Work required: Copy the lines below verbatim, but only from the line containing "Pin every instance of the blurred" through the end of the data.
## begin
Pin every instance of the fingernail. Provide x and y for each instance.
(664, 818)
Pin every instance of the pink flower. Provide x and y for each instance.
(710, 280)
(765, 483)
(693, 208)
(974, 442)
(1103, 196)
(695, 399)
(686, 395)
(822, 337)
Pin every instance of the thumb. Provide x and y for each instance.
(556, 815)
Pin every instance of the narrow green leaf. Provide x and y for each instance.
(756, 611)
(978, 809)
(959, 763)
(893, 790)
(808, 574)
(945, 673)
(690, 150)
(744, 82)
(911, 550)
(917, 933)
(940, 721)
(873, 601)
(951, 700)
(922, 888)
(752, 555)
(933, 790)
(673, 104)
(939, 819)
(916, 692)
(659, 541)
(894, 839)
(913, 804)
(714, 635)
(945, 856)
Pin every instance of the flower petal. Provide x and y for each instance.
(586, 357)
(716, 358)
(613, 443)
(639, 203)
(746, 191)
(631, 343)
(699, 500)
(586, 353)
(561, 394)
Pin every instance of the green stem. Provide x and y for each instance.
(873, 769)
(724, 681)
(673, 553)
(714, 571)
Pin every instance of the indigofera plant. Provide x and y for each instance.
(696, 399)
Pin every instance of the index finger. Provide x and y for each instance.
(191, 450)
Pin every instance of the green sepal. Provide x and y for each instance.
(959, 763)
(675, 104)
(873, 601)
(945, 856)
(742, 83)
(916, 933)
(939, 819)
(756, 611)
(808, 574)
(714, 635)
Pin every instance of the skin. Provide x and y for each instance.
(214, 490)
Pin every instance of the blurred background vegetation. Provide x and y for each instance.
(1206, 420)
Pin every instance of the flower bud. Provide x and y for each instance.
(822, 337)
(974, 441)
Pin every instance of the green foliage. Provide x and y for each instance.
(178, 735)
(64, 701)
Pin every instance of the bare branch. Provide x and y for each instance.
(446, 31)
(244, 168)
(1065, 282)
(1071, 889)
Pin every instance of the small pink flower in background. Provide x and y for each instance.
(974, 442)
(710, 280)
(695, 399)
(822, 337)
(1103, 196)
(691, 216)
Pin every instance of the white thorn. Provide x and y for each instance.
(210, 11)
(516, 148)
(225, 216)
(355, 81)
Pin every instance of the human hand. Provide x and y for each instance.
## end
Response to this exercise:
Pin every instance of the blurred background vegetation. Provide x and y for each instance.
(1206, 420)
Pin every instance of the flower bud. Provide x and y for each instance.
(822, 337)
(974, 441)
Pin every instance of the green foliage. Provide x and y for each instance.
(178, 735)
(64, 701)
Pin every instance of the bare branch. Provide x and y for each instance.
(446, 31)
(244, 168)
(1065, 282)
(1071, 889)
Pin every instance of the small pink flower in background. Provide x and y for each instance.
(974, 442)
(710, 280)
(695, 399)
(822, 337)
(1103, 196)
(691, 216)
Pin every instance of the white thorn. Provide x and y for each instance.
(210, 11)
(516, 148)
(225, 216)
(355, 81)
Pin every instance of the human hand. Provide x and y for each instance.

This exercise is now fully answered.